## Set task:
Pick out every line in the records below that contains the string "body", and copy each such line.

-- -- --

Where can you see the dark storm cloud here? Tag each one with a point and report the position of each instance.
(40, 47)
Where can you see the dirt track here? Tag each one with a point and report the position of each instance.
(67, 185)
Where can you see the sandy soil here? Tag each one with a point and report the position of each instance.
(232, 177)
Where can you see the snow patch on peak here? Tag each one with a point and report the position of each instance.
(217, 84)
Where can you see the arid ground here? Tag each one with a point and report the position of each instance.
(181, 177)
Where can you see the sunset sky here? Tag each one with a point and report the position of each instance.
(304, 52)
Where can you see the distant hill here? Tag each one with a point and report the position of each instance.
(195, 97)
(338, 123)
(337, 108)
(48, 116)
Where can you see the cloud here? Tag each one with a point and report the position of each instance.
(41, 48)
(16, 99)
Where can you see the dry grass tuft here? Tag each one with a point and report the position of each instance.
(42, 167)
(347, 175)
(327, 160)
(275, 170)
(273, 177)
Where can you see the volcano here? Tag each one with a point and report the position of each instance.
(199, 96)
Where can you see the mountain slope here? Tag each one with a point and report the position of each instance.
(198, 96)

-- -- --

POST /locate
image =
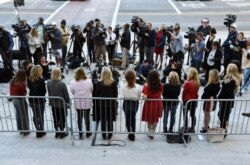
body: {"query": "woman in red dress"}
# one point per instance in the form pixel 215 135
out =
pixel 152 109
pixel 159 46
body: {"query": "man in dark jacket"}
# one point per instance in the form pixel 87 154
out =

-- -- --

## Finished answer:
body: {"query": "woman in red dress"}
body: {"query": "man in dark jacket"}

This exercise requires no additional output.